(Stored items from a collection)
=== Begin Enclosure ===

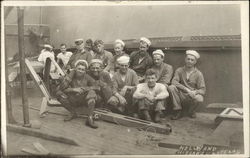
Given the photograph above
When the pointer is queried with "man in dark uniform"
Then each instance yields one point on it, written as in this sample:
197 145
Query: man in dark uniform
102 54
187 86
140 60
164 71
81 53
102 80
76 90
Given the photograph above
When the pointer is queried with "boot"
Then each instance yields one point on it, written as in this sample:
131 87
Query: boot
91 123
192 111
157 117
177 115
71 116
135 115
146 115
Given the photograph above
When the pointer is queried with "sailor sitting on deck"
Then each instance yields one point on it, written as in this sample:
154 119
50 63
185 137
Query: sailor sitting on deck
64 56
151 96
82 53
103 80
164 72
102 54
113 66
140 60
77 89
47 52
124 81
188 86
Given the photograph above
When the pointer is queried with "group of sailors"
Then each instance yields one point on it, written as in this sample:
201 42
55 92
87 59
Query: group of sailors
138 85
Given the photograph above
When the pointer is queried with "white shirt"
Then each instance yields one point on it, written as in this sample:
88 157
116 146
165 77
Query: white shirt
44 55
64 57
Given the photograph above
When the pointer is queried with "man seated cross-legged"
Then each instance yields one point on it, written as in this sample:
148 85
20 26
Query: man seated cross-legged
77 89
150 96
124 82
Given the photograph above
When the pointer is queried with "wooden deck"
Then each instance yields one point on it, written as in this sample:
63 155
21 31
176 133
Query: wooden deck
109 138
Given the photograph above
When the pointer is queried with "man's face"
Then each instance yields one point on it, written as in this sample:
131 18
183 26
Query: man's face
151 80
143 46
95 69
80 70
123 68
63 48
158 59
79 46
190 61
99 48
118 48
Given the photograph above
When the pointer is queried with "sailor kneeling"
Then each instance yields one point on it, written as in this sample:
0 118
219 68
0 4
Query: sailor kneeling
77 89
150 96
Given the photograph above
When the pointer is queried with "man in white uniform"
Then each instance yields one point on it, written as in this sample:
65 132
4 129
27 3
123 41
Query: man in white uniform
151 96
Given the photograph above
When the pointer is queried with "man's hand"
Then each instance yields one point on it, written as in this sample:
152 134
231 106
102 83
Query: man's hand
122 100
123 90
78 90
150 98
192 94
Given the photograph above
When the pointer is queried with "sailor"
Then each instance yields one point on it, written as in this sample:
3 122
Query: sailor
77 90
140 60
112 67
88 46
187 86
151 96
81 53
103 80
164 72
64 56
102 54
124 81
47 52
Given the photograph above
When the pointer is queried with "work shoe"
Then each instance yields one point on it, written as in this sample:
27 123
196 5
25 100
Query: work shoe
192 115
70 117
90 122
158 117
177 115
135 115
146 115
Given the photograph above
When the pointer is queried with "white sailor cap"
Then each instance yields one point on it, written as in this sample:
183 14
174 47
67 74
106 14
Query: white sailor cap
48 46
145 40
120 41
194 53
123 59
96 61
158 52
82 61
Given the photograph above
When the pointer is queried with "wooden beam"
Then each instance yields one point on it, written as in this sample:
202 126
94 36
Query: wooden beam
39 134
105 115
20 20
133 122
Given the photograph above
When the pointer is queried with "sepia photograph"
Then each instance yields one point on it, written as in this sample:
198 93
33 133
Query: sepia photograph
125 78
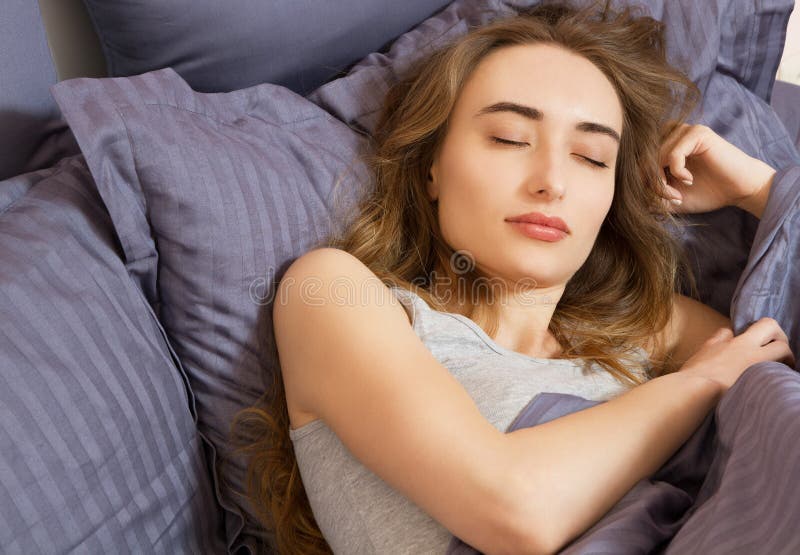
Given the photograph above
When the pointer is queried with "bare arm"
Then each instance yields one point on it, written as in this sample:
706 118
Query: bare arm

=== End Enclosure ===

TASK DIRECTIONS: Determine the number of lines in the data that include the string "bare". Only that number belongs in the answer.

SOLUTION FOR THIS PROBLEM: 2